[[ Source data, beginning ]]

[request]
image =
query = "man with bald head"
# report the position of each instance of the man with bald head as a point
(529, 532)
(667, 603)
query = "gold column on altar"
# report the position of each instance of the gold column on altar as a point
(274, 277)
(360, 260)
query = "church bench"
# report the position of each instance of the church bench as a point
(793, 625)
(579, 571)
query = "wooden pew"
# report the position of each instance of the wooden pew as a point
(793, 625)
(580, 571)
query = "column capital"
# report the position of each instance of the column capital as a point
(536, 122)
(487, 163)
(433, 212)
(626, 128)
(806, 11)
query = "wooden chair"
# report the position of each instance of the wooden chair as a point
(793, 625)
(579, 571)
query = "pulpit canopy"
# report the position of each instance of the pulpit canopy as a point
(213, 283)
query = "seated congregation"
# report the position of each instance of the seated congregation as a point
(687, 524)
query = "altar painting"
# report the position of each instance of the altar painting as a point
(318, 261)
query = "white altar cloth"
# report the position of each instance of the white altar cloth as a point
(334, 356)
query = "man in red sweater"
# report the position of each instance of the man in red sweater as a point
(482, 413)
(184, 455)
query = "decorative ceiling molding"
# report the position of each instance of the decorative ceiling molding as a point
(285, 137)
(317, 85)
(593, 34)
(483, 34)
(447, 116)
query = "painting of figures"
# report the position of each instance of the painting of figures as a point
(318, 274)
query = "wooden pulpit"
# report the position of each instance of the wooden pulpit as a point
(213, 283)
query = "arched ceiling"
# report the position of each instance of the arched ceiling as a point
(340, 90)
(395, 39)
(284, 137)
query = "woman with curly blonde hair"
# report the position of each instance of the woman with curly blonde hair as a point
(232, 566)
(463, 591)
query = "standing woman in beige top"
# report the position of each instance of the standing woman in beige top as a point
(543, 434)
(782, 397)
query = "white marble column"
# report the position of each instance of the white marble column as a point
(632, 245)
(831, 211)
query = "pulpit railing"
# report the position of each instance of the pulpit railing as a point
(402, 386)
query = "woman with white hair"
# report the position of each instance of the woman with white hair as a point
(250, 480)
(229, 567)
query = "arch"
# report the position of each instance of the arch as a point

[[ Source data, end ]]

Write out each line of the data above again, exactly as given.

[request]
image =
query = "man with bald head"
# report the position of each instance of the man with bald head as a point
(529, 532)
(667, 603)
query = "gold column on altar"
# report the position of each instance of the gold column on altar as a point
(274, 277)
(360, 260)
query = "church bench"
# report the position of each instance of the church bench as a point
(793, 625)
(579, 571)
query = "wooden pew"
# report the position of each instance of the wooden pew as a point
(793, 625)
(580, 571)
query = "column capital"
# report the position of each instance of the column capital as a point
(536, 122)
(487, 163)
(433, 212)
(626, 128)
(806, 11)
query = "wooden chair"
# report the position of each instance of the wooden chair as a point
(793, 625)
(579, 571)
query = "pulpit canopy"
# report the position of each instance of the pulpit canopy as a point
(213, 283)
query = "seated congregation"
# report the position of each instance of the seated congregation as a point
(687, 524)
query = "altar painting"
# report the position of each instance of the altar painting as a point
(318, 261)
query = "white altar cloth"
# report the position of each instance of the white altar cloth as a point
(334, 356)
query = "man in red sweater"
# report the position of each instance of the man in red sweater as a point
(482, 413)
(184, 455)
query = "decorative ceiling molding"
# report the position of each instance of the decorative ceiling molding as a point
(285, 137)
(317, 85)
(593, 34)
(483, 34)
(447, 116)
query = "painting of figures"
# report the position of each instance of the painting of figures as a point
(318, 274)
query = "wooden pulpit"
# report the position of each instance of the wooden pulpit as a point
(213, 283)
query = "arched ceiling"
# report the position of each instance of the arched ceiling as a point
(340, 90)
(395, 39)
(284, 137)
query = "woman with curly blonde hair"
# report the position of each instance of the woman with curly blonde hair as a point
(232, 566)
(463, 591)
query = "standing woman in beige top"
# report the position of each instance of the standing woman in beige top as a point
(543, 434)
(782, 397)
query = "white marble column"
# report the position of each instance of the white marble column as a point
(632, 245)
(831, 211)
query = "pulpit railing"
# report the position of each instance of the pulpit railing as a point
(402, 386)
query = "woman with white hair"
# report the position of each instance of the woman with white hair as a point
(250, 480)
(229, 567)
query = "arch"
# report the position of each instance of the arch as a point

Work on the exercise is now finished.